• _Requirements_
**a.** List every person named in the dance review, giving each name once.
**b.** Reproduce the passage of the dance review starting with "As the final" and going on through "with little distinction.", word for word.

• _Provided passage_
+--

Liu Hui-ling, left, and Wang Chih-hao in “Wild Cursive,” from the Cloud Gate Dance Theater of Taiwan. The performance is part of the Next Wave Festival at the Brooklyn Academy of Music.
In “Wild Cursive,” a decidedly dry work from 2005 choreographed by Lin Hwai-min and performed by his company at the Howard Gilman Opera House on Tuesday, the stage was a collage of clichés: mysterious movement to resemble the slinky lines of calligraphy, all set to a sound score by Jim Shum and Liang Chun-mei evoking elements from nature, including chirping birds, rainfall and wind gusts. There was also plenty of silence, which did more to elicit patience in the viewer than profound thoughts.
As the final installment of “Cursive: A Trilogy,” the production follows “Cursive” (2001) and “Cursive II” (2003), dances inspired by Mr. Lin’s study of Chinese calligraphy. In “Wild Cursive” Mr. Lin tries to emulate ideas from kuang chao, or wild calligraphy, a form that, according to the program, “frees characters from any set form and exposes the spiritual state of the writer in its expressive abstraction.”
Scrolls of translucent rice paper unfold from the ceiling; as they dangle, black ink trickles from above, creating feathery designs that change from one night to the next. (The set concept is credited to Mr. Lin.) Throughout the work’s 11 segments, the repetitive choreography, like the ink, bleeds from one section to the next, but with little distinction.
Wearing simple black costumes by Sammy Wang, dancers weave among the scrolls, crouching low to the floor, then springing up in a leap or a darting kick. Their feet, with toes splayed, curl inward; their arms, held in a constant curve, are topped by florid fingers. Yet no matter how supple the body, the effect of watching a dancer embody the action of calligraphy is, largely, an unconvincing simulation.

+--

• _Data rows_
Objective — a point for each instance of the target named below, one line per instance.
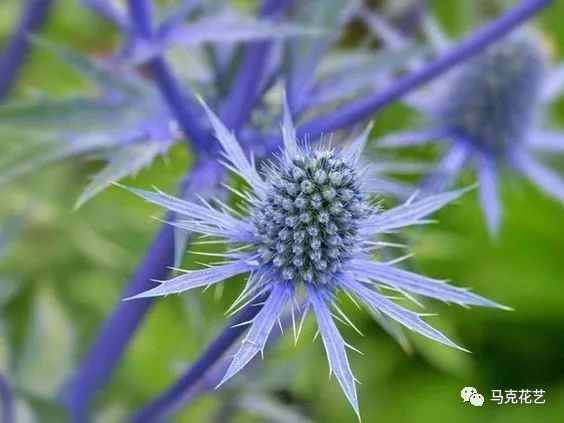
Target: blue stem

+--

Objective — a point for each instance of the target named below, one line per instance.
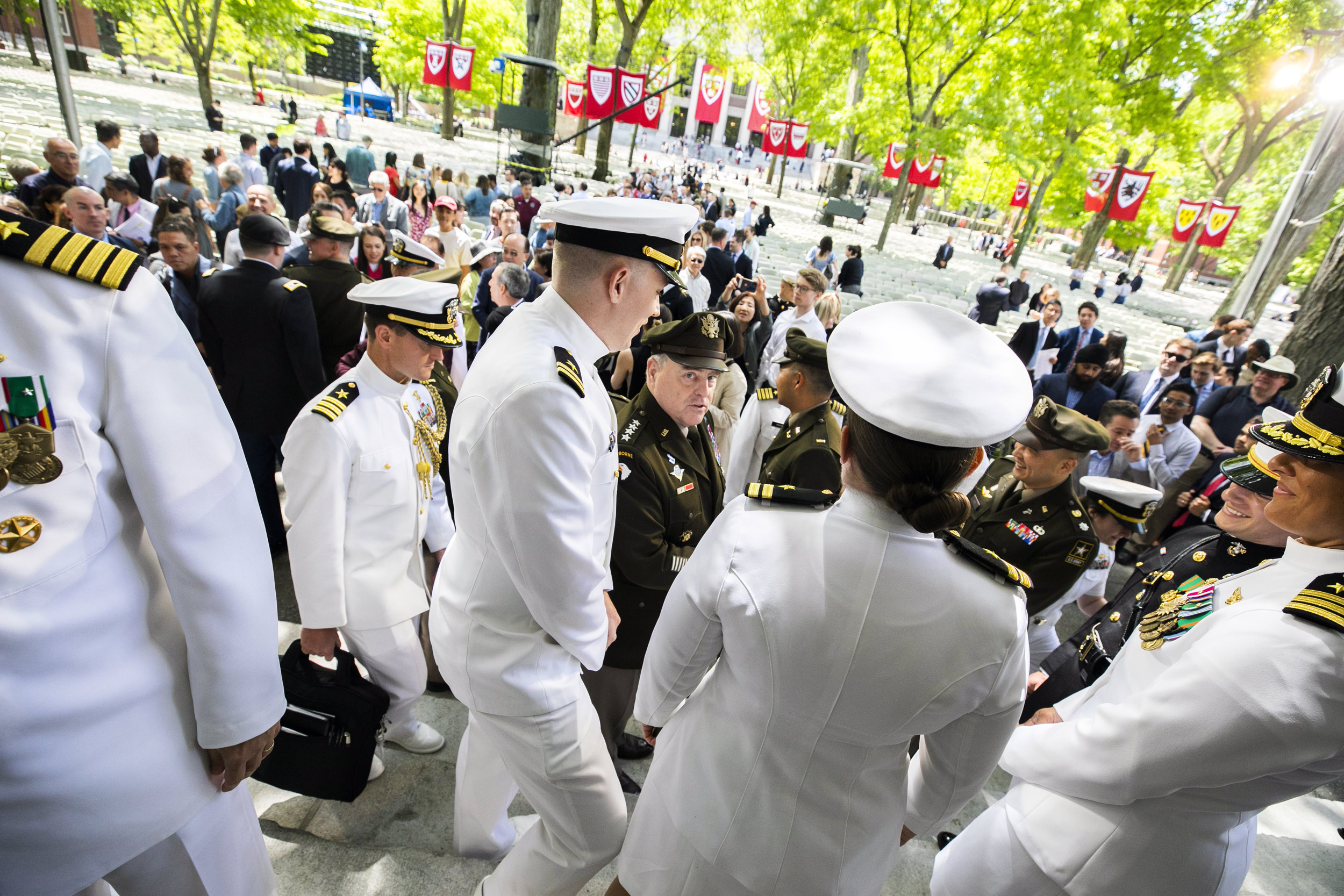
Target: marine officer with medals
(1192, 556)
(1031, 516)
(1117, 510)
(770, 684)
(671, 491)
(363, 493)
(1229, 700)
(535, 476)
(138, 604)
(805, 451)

+--

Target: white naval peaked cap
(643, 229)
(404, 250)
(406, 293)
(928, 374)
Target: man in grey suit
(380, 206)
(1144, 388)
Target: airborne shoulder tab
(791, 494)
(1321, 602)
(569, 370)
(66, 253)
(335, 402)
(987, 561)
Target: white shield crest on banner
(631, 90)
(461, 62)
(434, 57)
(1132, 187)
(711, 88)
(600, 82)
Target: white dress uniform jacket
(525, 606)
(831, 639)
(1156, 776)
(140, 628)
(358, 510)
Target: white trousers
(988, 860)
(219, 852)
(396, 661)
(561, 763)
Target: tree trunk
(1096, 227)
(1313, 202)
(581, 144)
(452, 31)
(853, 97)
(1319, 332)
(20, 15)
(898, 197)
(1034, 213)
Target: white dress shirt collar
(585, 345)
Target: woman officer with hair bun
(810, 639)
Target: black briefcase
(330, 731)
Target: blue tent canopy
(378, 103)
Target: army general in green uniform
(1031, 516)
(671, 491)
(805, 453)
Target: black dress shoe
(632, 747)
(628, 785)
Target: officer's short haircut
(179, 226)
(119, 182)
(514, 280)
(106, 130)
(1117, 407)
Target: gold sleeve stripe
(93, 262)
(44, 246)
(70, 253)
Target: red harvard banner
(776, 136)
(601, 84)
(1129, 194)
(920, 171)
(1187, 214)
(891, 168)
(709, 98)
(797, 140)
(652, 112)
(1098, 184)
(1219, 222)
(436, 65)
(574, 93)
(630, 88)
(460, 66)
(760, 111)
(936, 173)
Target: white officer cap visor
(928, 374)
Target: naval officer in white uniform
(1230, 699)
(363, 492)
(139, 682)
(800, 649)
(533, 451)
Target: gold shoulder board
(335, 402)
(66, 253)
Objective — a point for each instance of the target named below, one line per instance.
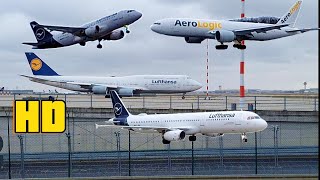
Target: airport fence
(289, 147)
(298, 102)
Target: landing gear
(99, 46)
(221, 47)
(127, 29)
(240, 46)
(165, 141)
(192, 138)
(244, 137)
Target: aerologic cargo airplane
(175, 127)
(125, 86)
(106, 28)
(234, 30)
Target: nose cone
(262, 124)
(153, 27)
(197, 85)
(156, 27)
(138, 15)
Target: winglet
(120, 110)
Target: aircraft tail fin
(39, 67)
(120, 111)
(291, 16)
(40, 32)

+--

• _Answers for the tasks_
**a.** Liu Hui-ling, Wang Chih-hao, Lin Hwai-min, Jim Shum, Liang Chun-mei, Sammy Wang

**b.**
As the final installment of “Cursive: A Trilogy,” the production follows “Cursive” (2001) and “Cursive II” (2003), dances inspired by Mr. Lin’s study of Chinese calligraphy. In “Wild Cursive” Mr. Lin tries to emulate ideas from kuang chao, or wild calligraphy, a form that, according to the program, “frees characters from any set form and exposes the spiritual state of the writer in its expressive abstraction.”
Scrolls of translucent rice paper unfold from the ceiling; as they dangle, black ink trickles from above, creating feathery designs that change from one night to the next. (The set concept is credited to Mr. Lin.) Throughout the work’s 11 segments, the repetitive choreography, like the ink, bleeds from one section to the next, but with little distinction.